A limitation of those methods using geometrical properties [7, 8, 10] is that they only favor epitopes with protrusive shapes, not identifying epitopes in other formations such as planar shapes. In fact, many epitopes are shaped at plain areas of antigens. For example, the surface atoms of the epitope of paracoccus denitrificans cytochrome C oxidase is very at in 3-dimensional space with a root mean square deviation (rmsd, an index of non-planarity) of only 1.08Å (Figure 1). The second limitation of the conventional methods is that they do not separate or distinguish between any two epitopes in an antigen when multiple epitopes exist. They only tell which residue of the antigen is antigenic, but not tell to which epitope it belongs to. That is, only a union of all antigenic residues, irrespective to specific epitopes, are just predicted. This is a limitation because multiple epitopes are possible at the same antigen [20]. For instance, there exist two non-overlapping epitopes on the ubiquitin antigen: one of them has a very smooth surface with a non-planarity of 1.04Å, while the other stretches out remarkably with a non-planarity of 3.14Å. See Figure 2 for more details of their constituent resides. In this work, we propose a graph-based model to improve the prediction performance by identifying both protrusive and planar epitopes and by detecting multiple epitopes in an antigen if applicable (i.e., identifying all of the epitopes instead of the union of all epitope residues).

The use of graph model is motivated by the following biological observations. First, the tight packing of residues at each protein surface can be effectively represented by a graph. Second, epitope/non-epitope residues form particular patches separately on antigen surfaces, displaying distinct subgraphs of their own characteristics. As shown in Figure 1, the binding site shapes like a hydrophilic island (a hydrophilic subgraph) containing a hydrophobic core (a hydrophobic subgraph). It can be also seen that this island subgraph is surrounded by hydrophobic non-epitope residues which form a non-epitope subgraph. Third, the distinction between protrusive and planar eptiopes can be manifested by the change of weights in the connections between residues.
:::::
**Set of tasks:**
1/ Answer these questions from the epitope prediction text:
(a) How many epitopes does the text describe on the ubiquitin antigen, and what non-planarity value is given for each?
(b) In the description of Figure 1, what shape does the binding site take?
(c) According to the third biological observation, how can the distinction between protrusive and planar epitopes be manifested?
2/ Using the epitope prediction text, explain why it is a limitation that conventional methods do not separate the epitopes in an antigen.
3/ Write the next part of the text on graph-based epitope prediction, starting after its last sentence.

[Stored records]
:::::
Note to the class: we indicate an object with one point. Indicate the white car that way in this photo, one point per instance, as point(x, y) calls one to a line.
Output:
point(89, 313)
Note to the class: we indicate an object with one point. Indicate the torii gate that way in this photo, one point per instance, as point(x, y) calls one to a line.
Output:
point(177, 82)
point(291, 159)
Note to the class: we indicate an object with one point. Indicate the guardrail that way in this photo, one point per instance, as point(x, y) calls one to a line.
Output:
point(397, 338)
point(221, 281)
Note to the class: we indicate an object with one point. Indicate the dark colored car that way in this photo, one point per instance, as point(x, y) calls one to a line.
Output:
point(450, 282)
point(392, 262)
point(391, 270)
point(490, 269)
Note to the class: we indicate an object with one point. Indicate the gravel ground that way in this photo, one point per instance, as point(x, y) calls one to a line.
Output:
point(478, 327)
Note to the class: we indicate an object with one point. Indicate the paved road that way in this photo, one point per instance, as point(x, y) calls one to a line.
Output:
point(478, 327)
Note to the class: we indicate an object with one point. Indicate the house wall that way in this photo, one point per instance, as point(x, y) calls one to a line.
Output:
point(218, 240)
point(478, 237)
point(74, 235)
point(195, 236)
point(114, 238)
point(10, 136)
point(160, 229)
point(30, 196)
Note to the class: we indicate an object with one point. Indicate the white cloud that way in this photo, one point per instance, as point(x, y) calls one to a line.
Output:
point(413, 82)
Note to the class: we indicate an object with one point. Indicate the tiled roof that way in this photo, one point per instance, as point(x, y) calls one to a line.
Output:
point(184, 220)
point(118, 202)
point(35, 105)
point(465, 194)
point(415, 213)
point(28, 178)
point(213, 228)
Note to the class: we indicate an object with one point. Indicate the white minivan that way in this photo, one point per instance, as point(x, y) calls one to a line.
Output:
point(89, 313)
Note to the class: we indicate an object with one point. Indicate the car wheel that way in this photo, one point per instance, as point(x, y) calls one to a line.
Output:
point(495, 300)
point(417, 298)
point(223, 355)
:::::
**Replies:**
1/
(a) Two non-overlapping epitopes. One has a non-planarity of 1.04Å, and the other has a non-planarity of 3.14Å.
(b) A hydrophilic island (a hydrophilic subgraph) containing a hydrophobic core (a hydrophobic subgraph).
(c) By the change of weights in the connections between residues.

2/ Conventional methods predict only the union of all antigenic residues and do not say which epitope each residue belongs to. The text calls this a limitation because the same antigen can carry multiple epitopes. One example is ubiquitin, which has two non-overlapping epitopes.

3/
Our graph-based prediction method consists of three main steps: construct a weighted graph to represent an antigen surface, cluster the nodes of this weighted graph, and learn a label (epitope or non-epitope) for each cluster. Specifically, we take the idea of Delaunay tessellation and use Qhull [21] in the implementation of Delaunay tessellation to construct a protein surface graph. The weights of the edges in this graph are determined by $X^{2}$ test statistics combined with a log odds ratio of each edge type. An edge type is determined by the amino acid types of the interacting residue pair. Then, a Markov CLustering algorithm (MCL) [22] is used to partition the entire graph into subgraphs based on the weights of the edges and the graph topology. MCL simulates flows in a network with two operations: expansion and inflation. Expansion increases homogeneity of nodes within one subgraph, while inflation evaporates inter-flow between different subgraphs and amplifies flow within subgraphs. These ideas mimic properties of residues connecting within an epitope, within a non-epitope, or between an epitope and a non-epitope. Thus, we can divide the weighted antigen surface graph into a good set of subgraphs for the subsequent learning algorithms to predict these subgraphs as epitopes or non-epitopes accurately.

Experimental results on a set of 92 non-redundant antibody-antigen complexes compiled from the Protein Data Bank (PDB) [23] show that our proposed graph model improves the performance of B-cell epitope prediction significantly and, it is also able to identify multiple epitopes as well as predict epitopes with various geometrical formations. For ease of reference, we refer to the proposed B-Cell e piTop e prediction model as BeTop. Our data and web server for B-cell epitope prediction are available at http://sunim1.sce.ntu.edu.sg/~s080011/betop/index.php.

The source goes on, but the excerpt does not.